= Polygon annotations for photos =
------------
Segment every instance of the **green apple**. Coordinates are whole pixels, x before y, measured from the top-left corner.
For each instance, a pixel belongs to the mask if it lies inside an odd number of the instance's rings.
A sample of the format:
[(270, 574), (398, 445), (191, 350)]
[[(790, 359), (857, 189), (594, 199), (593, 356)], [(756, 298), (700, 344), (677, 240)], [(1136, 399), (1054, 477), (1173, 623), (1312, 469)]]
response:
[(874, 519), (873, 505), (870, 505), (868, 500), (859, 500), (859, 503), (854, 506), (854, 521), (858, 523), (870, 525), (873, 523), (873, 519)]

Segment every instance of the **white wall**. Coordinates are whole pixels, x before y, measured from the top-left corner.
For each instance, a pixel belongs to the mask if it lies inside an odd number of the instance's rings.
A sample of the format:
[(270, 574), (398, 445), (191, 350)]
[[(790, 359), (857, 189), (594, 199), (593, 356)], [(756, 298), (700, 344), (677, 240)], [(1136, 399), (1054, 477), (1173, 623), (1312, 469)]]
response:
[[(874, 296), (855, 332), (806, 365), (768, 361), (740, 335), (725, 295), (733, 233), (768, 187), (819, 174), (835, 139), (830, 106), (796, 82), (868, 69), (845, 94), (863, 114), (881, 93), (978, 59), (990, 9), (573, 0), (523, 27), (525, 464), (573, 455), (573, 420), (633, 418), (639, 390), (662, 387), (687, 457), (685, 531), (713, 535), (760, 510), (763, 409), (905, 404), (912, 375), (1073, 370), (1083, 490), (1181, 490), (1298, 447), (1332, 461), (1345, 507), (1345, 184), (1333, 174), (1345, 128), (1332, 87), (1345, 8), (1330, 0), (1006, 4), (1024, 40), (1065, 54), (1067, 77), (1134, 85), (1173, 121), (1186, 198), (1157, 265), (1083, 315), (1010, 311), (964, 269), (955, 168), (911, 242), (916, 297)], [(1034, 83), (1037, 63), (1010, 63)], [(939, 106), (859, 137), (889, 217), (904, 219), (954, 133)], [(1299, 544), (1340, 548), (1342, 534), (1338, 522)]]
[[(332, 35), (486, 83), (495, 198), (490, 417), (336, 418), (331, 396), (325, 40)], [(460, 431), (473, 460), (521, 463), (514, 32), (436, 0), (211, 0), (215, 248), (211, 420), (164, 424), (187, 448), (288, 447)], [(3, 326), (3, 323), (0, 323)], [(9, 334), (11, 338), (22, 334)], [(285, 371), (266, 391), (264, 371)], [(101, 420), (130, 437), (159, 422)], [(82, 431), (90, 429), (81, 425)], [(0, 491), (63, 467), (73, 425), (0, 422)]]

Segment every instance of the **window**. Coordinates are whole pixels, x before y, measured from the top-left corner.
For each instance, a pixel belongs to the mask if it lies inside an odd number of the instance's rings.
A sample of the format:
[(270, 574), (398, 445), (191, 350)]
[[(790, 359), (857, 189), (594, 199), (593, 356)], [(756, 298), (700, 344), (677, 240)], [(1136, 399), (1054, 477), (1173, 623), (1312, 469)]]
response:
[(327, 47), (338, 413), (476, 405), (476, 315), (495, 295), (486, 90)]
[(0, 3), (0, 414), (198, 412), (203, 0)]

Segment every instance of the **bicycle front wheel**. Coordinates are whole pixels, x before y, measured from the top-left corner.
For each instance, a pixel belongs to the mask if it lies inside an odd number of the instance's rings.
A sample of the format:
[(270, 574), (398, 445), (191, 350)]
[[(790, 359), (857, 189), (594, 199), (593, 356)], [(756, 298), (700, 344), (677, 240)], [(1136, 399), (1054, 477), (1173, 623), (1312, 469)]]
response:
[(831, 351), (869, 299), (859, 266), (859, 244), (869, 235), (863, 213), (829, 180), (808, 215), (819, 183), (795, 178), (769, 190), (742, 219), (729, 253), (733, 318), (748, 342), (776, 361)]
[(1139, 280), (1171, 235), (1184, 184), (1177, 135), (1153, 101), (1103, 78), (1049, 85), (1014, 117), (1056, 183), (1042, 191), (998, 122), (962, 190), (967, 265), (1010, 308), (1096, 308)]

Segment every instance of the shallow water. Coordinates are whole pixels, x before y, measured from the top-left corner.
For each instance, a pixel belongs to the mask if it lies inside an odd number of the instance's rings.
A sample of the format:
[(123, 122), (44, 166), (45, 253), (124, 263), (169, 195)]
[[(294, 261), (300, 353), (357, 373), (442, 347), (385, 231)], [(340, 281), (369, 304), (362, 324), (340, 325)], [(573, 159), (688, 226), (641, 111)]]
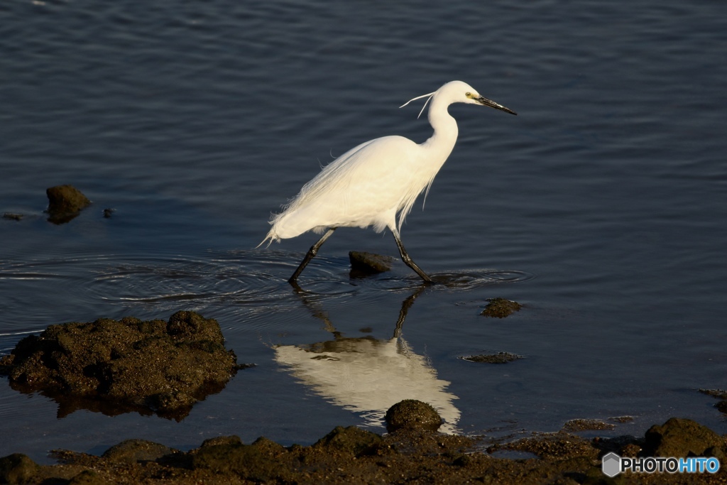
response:
[[(190, 309), (257, 366), (180, 422), (59, 419), (49, 398), (0, 385), (0, 433), (17, 437), (0, 456), (382, 432), (398, 396), (381, 380), (397, 365), (434, 393), (449, 430), (630, 415), (599, 433), (671, 416), (727, 433), (696, 390), (727, 386), (726, 14), (675, 1), (5, 2), (0, 211), (24, 217), (0, 220), (0, 350), (51, 324)], [(451, 108), (457, 145), (402, 231), (449, 284), (422, 290), (401, 262), (351, 278), (349, 250), (397, 252), (390, 235), (341, 229), (294, 292), (285, 280), (316, 236), (254, 249), (270, 212), (361, 141), (423, 141), (419, 108), (397, 107), (454, 79), (518, 116)], [(44, 191), (63, 183), (94, 204), (53, 225)], [(481, 316), (494, 297), (523, 308)], [(315, 369), (281, 356), (311, 349), (327, 356)], [(459, 358), (498, 351), (525, 358)], [(337, 372), (353, 377), (337, 388)]]

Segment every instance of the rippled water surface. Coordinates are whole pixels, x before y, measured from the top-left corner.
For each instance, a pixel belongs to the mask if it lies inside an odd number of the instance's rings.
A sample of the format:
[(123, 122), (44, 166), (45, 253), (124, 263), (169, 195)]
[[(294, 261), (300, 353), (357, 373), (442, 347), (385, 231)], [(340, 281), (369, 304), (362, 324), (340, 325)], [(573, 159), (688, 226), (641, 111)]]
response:
[[(0, 5), (0, 351), (51, 324), (196, 310), (241, 363), (181, 422), (79, 410), (0, 381), (0, 456), (180, 449), (234, 433), (284, 444), (337, 425), (383, 432), (405, 396), (446, 430), (502, 435), (574, 418), (671, 416), (727, 433), (727, 7), (720, 2)], [(362, 141), (430, 135), (452, 79), (518, 112), (454, 105), (460, 135), (402, 231), (441, 284), (340, 229), (256, 248), (321, 164)], [(46, 220), (45, 189), (93, 204)], [(111, 217), (103, 209), (113, 209)], [(516, 300), (503, 319), (487, 299)], [(461, 357), (510, 352), (485, 364)]]

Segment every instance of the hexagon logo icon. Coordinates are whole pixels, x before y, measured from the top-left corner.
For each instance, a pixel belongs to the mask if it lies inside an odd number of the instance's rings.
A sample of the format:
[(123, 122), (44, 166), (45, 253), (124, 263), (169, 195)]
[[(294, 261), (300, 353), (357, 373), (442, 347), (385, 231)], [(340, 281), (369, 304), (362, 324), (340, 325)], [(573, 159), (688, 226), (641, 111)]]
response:
[(606, 476), (616, 476), (621, 473), (621, 457), (613, 452), (604, 454), (601, 469)]

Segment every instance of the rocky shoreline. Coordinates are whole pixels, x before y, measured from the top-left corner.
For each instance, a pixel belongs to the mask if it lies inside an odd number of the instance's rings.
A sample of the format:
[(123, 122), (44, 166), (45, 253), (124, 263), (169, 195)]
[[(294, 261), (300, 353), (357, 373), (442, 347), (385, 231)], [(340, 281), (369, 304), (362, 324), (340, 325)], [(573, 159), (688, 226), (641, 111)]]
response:
[[(414, 421), (416, 421), (414, 420)], [(528, 457), (499, 457), (504, 452)], [(284, 447), (261, 437), (208, 439), (188, 452), (127, 440), (95, 456), (54, 450), (58, 465), (20, 454), (0, 458), (7, 484), (725, 484), (716, 473), (602, 471), (610, 452), (622, 457), (712, 456), (724, 462), (726, 438), (690, 420), (672, 418), (643, 438), (586, 439), (560, 431), (483, 448), (471, 438), (416, 422), (384, 436), (337, 427), (310, 446)]]
[[(216, 321), (190, 311), (166, 321), (126, 317), (52, 325), (0, 358), (0, 374), (8, 376), (14, 389), (41, 392), (68, 412), (85, 408), (180, 420), (247, 366), (224, 344)], [(494, 357), (497, 363), (513, 358)], [(727, 397), (720, 390), (702, 390), (720, 403)], [(44, 466), (12, 454), (0, 458), (0, 483), (727, 484), (724, 468), (714, 474), (626, 473), (614, 478), (603, 473), (602, 457), (609, 452), (712, 457), (723, 462), (726, 437), (690, 420), (672, 418), (642, 438), (587, 439), (574, 433), (612, 425), (577, 420), (555, 433), (486, 442), (438, 432), (443, 420), (434, 408), (407, 399), (389, 409), (386, 421), (389, 433), (383, 436), (337, 427), (309, 446), (285, 447), (264, 437), (245, 444), (230, 436), (182, 452), (127, 440), (101, 456), (53, 450), (58, 464)]]

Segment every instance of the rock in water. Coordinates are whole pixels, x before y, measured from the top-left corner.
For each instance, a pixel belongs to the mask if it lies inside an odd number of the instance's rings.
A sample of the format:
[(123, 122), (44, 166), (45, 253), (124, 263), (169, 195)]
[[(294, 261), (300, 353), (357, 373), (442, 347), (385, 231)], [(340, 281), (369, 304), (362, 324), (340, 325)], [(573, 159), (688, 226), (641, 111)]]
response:
[(91, 201), (73, 185), (56, 185), (46, 189), (48, 196), (48, 220), (54, 224), (68, 223), (79, 215)]

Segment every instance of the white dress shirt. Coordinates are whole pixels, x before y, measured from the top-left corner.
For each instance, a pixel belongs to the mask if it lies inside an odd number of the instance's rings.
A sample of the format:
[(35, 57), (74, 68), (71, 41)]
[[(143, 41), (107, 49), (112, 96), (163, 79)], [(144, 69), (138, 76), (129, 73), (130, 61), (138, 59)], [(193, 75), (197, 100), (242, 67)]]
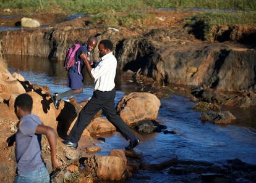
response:
[(95, 83), (95, 90), (109, 91), (115, 86), (117, 61), (113, 52), (108, 53), (101, 58), (101, 61), (94, 68), (92, 69)]

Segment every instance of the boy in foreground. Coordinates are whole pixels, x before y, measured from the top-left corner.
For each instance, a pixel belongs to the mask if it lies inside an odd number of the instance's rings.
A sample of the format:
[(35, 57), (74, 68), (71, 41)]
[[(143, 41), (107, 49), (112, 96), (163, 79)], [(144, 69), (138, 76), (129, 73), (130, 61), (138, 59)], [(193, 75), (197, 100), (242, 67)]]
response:
[[(56, 134), (53, 128), (44, 126), (38, 116), (31, 113), (32, 105), (32, 98), (27, 94), (19, 95), (14, 103), (15, 113), (20, 120), (14, 136), (17, 174), (14, 183), (49, 182), (49, 173), (41, 155), (42, 134), (46, 135), (51, 147), (53, 167), (60, 166), (56, 157)], [(8, 146), (12, 145), (12, 140), (7, 139)]]

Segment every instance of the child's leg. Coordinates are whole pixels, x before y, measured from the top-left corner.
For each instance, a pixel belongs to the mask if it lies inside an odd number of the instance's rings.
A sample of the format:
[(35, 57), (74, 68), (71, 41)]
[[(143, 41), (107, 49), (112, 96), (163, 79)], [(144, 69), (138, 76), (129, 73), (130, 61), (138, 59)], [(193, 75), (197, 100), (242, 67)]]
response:
[(68, 97), (74, 94), (78, 94), (82, 93), (82, 88), (79, 89), (70, 89), (63, 93), (56, 94), (56, 99), (59, 100), (64, 97)]

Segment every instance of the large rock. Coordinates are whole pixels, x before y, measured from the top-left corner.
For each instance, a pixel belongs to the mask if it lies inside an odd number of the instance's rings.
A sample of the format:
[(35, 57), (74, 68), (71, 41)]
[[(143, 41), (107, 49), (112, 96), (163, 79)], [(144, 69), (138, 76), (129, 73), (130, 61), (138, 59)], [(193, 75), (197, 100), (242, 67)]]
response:
[(0, 73), (0, 96), (4, 100), (8, 100), (12, 94), (20, 94), (25, 92), (22, 85), (9, 72)]
[(32, 113), (37, 115), (45, 125), (56, 128), (57, 123), (53, 103), (35, 92), (27, 92), (33, 99)]
[(21, 19), (21, 25), (25, 27), (38, 27), (40, 26), (40, 23), (35, 19), (23, 17)]
[(122, 99), (117, 111), (126, 123), (132, 124), (146, 119), (156, 119), (160, 105), (160, 100), (152, 94), (132, 92)]
[(86, 170), (103, 180), (118, 181), (125, 178), (126, 166), (122, 158), (94, 156), (85, 161)]
[(113, 149), (109, 153), (109, 156), (120, 157), (124, 161), (126, 165), (127, 163), (127, 159), (126, 158), (126, 153), (122, 149)]
[(22, 76), (22, 75), (20, 75), (20, 73), (13, 73), (12, 75), (12, 76), (14, 78), (17, 79), (19, 81), (25, 81), (25, 79), (24, 77)]
[(236, 118), (228, 111), (202, 112), (201, 120), (202, 121), (211, 121), (215, 124), (227, 124), (231, 123)]

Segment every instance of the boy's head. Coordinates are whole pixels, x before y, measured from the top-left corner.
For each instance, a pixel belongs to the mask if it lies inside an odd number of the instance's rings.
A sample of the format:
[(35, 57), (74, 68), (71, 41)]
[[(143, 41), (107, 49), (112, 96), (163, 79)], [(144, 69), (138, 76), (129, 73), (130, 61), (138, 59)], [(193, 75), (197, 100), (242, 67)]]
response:
[(87, 41), (87, 48), (89, 52), (92, 51), (95, 49), (98, 44), (97, 38), (95, 36), (90, 36)]
[(100, 57), (110, 53), (113, 50), (113, 44), (109, 39), (103, 39), (100, 41), (99, 44)]
[(17, 97), (14, 102), (14, 112), (18, 118), (31, 113), (33, 99), (29, 95), (22, 94)]

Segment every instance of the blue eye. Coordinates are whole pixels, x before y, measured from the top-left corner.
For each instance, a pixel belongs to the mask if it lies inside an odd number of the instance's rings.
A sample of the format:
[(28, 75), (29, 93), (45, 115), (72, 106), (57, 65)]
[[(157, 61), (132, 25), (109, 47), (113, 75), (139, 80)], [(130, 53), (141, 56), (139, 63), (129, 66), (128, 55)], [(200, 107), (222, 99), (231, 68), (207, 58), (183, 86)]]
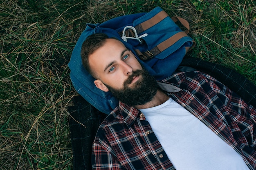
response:
[(129, 56), (129, 55), (125, 55), (125, 56), (124, 56), (124, 59), (126, 59), (126, 58), (128, 58), (128, 56)]
[(110, 72), (113, 71), (114, 69), (115, 68), (114, 68), (114, 67), (111, 67), (110, 69), (109, 69), (109, 72)]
------------
Render the stretch of the records from the line containing "Segment every instance of the **bicycle" through the line containing "377), (337, 388)]]", both included, as a numbered list that skips blank lines and omits the pictures.

= Exercise response =
1. Segment every instance of the **bicycle front wheel**. Coordinates are whole pixels, x before y, measured from the top-left corner.
2. For each instance, a pixel belongs to the mask if it lies inside an odd number of the instance's rings.
3. A sample of the format:
4. [(270, 574), (398, 445), (191, 350)]
5. [[(790, 359), (857, 189), (594, 199), (593, 356)], [(756, 298), (700, 344), (677, 240)], [(1136, 399), (1054, 477), (1173, 623), (1312, 469)]]
6. response:
7. [(831, 351), (869, 299), (859, 266), (859, 244), (869, 235), (863, 213), (829, 180), (808, 215), (819, 183), (795, 178), (769, 190), (742, 219), (729, 253), (733, 318), (748, 342), (776, 361)]
8. [(1139, 280), (1171, 235), (1184, 184), (1177, 135), (1153, 101), (1103, 78), (1049, 85), (1014, 117), (1056, 183), (1042, 191), (998, 122), (962, 190), (967, 265), (1010, 308), (1096, 308)]
9. Segment every instance of the shallow water. Coordinates are whole pixels, x before y, measured from the top-left corner.
10. For each instance, a pixel belongs to the mask if it lies inside an odd number of the instance's rings.
11. A sample of the format:
12. [(123, 122), (44, 166), (45, 253), (124, 263), (169, 195)]
13. [[(294, 261), (300, 353), (357, 373), (442, 347), (385, 231)], [(340, 281), (369, 304), (362, 324), (340, 325)], [(573, 159), (688, 226), (641, 111)]]
14. response:
15. [[(190, 309), (257, 366), (180, 422), (59, 419), (49, 398), (0, 385), (0, 433), (17, 437), (0, 456), (382, 432), (398, 396), (381, 380), (397, 365), (434, 393), (449, 430), (630, 415), (599, 433), (671, 416), (727, 433), (696, 390), (727, 386), (726, 14), (675, 1), (5, 2), (0, 211), (24, 217), (0, 220), (0, 350), (51, 324)], [(451, 108), (457, 145), (402, 231), (449, 284), (422, 290), (401, 262), (351, 278), (349, 250), (397, 252), (390, 235), (341, 229), (294, 292), (285, 280), (316, 236), (254, 249), (270, 212), (361, 141), (423, 141), (419, 108), (397, 107), (454, 79), (518, 116)], [(44, 191), (63, 183), (94, 204), (53, 225)], [(481, 316), (494, 297), (523, 308)], [(315, 369), (281, 356), (311, 349), (327, 356)], [(459, 358), (498, 351), (525, 358)], [(337, 372), (353, 377), (337, 388)]]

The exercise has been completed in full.